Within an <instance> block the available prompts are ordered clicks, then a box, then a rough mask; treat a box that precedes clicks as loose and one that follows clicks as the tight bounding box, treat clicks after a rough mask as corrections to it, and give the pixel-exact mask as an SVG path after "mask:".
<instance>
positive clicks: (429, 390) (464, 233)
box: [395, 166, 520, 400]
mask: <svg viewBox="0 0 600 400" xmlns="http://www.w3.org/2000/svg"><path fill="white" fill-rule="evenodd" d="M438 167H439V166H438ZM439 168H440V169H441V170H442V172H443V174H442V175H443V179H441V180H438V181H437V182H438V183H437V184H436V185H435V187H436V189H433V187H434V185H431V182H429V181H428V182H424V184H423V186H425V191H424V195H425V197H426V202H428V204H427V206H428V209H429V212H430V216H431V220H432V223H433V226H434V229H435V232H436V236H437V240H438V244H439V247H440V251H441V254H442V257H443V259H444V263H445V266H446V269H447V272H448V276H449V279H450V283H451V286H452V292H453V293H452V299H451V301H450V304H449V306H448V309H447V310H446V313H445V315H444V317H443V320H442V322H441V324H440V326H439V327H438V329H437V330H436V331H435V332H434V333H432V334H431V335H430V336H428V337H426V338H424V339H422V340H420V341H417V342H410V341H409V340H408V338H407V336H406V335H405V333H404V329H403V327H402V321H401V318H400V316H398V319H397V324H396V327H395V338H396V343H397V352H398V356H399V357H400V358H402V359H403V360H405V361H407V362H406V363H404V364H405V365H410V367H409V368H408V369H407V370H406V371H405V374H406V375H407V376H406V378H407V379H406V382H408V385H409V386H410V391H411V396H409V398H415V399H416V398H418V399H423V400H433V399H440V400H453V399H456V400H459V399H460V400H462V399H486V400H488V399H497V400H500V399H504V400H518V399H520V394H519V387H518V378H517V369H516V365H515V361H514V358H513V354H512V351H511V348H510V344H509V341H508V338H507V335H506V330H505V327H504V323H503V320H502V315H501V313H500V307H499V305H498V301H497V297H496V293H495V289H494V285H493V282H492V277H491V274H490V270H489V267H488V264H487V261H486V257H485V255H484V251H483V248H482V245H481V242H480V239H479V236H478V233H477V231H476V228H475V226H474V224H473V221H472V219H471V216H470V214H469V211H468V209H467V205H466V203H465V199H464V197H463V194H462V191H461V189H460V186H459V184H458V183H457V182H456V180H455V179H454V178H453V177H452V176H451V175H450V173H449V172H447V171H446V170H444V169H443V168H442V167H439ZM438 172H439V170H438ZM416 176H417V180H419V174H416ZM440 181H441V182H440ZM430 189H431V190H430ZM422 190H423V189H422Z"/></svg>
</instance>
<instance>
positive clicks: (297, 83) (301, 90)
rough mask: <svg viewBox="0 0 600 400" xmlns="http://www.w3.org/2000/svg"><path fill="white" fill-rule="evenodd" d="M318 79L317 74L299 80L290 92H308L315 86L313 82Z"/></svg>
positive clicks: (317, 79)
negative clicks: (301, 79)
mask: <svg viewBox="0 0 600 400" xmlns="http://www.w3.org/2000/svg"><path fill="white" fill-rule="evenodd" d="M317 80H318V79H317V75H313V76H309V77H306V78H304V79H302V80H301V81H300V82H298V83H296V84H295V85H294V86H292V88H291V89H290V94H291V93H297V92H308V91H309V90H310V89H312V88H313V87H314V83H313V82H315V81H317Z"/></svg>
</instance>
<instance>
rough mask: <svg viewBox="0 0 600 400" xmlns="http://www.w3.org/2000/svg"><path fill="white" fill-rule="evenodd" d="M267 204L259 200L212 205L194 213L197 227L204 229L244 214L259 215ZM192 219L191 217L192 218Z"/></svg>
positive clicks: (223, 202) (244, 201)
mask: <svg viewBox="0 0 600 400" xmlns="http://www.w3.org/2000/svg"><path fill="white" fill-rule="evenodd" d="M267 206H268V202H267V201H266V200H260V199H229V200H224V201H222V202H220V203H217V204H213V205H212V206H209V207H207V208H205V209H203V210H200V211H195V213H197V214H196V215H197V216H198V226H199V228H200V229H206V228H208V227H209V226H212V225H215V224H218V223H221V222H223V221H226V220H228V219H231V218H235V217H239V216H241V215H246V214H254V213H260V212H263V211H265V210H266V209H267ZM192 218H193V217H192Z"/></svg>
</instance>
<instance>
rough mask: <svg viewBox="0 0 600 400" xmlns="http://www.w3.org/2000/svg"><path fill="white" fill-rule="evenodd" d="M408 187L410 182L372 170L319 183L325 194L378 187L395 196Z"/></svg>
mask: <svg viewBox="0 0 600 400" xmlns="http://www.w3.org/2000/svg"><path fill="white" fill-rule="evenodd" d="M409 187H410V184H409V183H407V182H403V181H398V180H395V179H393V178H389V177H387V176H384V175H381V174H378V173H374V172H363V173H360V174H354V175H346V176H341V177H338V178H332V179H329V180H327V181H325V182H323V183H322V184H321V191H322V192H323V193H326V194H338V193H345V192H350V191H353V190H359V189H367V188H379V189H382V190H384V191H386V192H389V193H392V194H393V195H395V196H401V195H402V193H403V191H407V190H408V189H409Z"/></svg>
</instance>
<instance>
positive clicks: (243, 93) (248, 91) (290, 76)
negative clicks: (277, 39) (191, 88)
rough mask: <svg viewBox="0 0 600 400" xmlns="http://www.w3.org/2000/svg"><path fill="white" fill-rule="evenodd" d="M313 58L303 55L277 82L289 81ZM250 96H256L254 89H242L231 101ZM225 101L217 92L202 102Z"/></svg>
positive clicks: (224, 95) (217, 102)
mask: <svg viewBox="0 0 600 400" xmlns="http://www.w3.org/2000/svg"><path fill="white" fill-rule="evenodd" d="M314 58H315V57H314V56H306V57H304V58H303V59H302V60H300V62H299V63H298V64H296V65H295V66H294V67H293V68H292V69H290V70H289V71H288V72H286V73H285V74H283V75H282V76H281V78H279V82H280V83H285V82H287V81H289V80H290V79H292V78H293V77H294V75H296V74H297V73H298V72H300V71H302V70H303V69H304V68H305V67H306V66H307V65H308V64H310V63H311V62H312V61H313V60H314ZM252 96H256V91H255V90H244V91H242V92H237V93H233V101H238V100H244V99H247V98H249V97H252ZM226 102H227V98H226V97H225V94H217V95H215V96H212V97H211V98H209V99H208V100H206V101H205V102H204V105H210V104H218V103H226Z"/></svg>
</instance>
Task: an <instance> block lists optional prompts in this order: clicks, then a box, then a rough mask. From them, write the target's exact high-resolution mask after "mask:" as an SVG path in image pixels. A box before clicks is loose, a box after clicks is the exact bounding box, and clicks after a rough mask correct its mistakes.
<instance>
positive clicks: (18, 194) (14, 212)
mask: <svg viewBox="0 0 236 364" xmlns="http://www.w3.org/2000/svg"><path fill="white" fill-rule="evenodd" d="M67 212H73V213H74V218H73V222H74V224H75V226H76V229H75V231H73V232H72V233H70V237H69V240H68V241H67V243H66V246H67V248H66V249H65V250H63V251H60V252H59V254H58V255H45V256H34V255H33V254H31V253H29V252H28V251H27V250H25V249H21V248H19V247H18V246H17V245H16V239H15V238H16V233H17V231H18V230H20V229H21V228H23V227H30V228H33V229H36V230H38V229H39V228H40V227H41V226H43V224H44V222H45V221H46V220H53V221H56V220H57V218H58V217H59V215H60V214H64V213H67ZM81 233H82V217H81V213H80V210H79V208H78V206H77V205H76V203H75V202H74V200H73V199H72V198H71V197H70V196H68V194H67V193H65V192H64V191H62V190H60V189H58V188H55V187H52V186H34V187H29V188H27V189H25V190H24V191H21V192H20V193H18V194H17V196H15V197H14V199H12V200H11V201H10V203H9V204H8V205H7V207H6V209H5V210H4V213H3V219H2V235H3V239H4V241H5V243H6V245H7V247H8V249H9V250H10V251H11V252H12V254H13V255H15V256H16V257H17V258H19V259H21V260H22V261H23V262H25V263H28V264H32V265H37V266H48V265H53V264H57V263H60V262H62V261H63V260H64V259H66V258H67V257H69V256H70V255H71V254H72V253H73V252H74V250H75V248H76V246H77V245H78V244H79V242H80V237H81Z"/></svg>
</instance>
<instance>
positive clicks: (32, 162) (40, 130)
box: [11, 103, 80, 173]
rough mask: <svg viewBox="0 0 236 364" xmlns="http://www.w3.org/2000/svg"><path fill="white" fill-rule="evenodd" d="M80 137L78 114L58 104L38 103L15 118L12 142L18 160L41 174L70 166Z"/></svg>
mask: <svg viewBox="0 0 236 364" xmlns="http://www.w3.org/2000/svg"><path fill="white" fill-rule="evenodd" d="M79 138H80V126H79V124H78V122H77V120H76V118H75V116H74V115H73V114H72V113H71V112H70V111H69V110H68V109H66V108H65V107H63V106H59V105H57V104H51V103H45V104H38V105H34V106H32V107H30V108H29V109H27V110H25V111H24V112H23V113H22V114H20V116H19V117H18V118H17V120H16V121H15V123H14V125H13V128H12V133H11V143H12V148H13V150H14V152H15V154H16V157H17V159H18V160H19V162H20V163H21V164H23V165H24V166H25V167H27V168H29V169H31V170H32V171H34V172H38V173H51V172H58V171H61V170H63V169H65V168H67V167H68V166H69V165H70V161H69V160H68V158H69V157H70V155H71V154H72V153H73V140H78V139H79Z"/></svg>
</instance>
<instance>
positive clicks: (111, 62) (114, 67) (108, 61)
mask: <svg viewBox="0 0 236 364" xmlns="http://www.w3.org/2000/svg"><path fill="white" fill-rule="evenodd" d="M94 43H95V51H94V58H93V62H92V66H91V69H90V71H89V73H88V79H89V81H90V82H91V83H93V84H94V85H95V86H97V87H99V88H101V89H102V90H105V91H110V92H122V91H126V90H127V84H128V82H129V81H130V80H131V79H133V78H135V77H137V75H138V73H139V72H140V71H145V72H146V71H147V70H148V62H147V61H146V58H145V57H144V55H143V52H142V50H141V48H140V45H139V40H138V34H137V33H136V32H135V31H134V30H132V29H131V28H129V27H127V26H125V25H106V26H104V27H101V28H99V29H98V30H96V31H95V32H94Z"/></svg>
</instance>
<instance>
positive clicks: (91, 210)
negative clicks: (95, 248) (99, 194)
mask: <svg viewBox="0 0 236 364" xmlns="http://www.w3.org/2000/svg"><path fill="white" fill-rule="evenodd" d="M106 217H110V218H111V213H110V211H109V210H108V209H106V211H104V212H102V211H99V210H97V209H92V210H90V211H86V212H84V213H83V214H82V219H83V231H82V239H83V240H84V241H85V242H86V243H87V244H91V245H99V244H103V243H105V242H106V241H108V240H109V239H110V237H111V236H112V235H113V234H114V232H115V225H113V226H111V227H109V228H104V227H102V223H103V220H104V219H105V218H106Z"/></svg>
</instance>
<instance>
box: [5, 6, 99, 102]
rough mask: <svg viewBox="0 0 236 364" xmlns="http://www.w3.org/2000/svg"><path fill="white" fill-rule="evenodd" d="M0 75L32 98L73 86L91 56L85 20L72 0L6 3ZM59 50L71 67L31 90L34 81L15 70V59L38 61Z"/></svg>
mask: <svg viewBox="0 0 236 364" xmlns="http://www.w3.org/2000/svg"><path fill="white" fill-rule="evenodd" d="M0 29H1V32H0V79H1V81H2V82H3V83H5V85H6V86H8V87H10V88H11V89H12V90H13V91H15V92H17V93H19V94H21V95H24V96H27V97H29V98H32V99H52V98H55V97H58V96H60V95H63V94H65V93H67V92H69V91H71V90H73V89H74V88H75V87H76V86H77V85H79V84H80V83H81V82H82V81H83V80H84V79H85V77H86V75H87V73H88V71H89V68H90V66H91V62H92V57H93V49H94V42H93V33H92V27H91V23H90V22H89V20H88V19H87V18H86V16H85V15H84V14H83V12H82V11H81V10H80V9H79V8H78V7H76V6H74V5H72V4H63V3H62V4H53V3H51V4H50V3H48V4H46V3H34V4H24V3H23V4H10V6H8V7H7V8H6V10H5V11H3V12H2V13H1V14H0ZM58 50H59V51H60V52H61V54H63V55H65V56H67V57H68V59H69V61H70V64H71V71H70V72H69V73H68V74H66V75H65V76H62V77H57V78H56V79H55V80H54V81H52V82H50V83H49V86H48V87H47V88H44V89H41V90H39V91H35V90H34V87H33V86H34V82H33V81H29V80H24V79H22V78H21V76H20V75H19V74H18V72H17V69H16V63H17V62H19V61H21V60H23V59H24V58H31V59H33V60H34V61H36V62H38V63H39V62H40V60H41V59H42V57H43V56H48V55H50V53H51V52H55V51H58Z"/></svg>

====

**Work to complete**
Only one part of the material above is to be transcribed, namely the lines starting with the line that has "positive clicks: (18, 194) (14, 212)" and going on through the line that has "box: [11, 103, 80, 173]", exactly as they stand.

**Response to the exercise**
positive clicks: (18, 194) (14, 212)
mask: <svg viewBox="0 0 236 364" xmlns="http://www.w3.org/2000/svg"><path fill="white" fill-rule="evenodd" d="M67 212H73V213H74V218H73V222H74V224H75V226H76V229H75V231H73V232H72V233H70V237H69V240H68V241H67V243H66V246H67V248H66V249H65V250H63V251H60V252H59V254H58V255H45V256H34V255H33V254H31V253H29V252H28V251H27V250H25V249H21V248H19V247H18V246H17V245H16V239H15V238H16V233H17V231H18V230H20V229H21V228H23V227H30V228H33V229H36V230H38V229H39V228H40V227H41V226H43V224H44V222H45V221H46V220H53V221H56V220H57V218H58V217H59V215H60V214H64V213H67ZM81 233H82V217H81V213H80V210H79V208H78V206H77V205H76V203H75V202H74V200H73V199H72V198H71V197H70V196H68V194H67V193H65V192H64V191H62V190H60V189H58V188H55V187H52V186H34V187H29V188H27V189H25V190H24V191H21V192H20V193H18V194H17V196H15V197H14V199H12V200H11V201H10V203H9V204H8V205H7V207H6V209H5V210H4V213H3V219H2V235H3V239H4V241H5V243H6V245H7V247H8V249H9V250H10V251H11V252H12V254H13V255H15V256H16V257H17V258H19V259H21V260H22V261H23V262H25V263H28V264H32V265H37V266H48V265H53V264H57V263H60V262H62V261H63V260H64V259H66V258H67V257H69V256H70V255H71V254H72V253H73V252H74V250H75V248H76V246H77V245H78V244H79V242H80V237H81Z"/></svg>
</instance>
<instance>
positive clicks: (32, 162) (40, 130)
box: [11, 103, 80, 173]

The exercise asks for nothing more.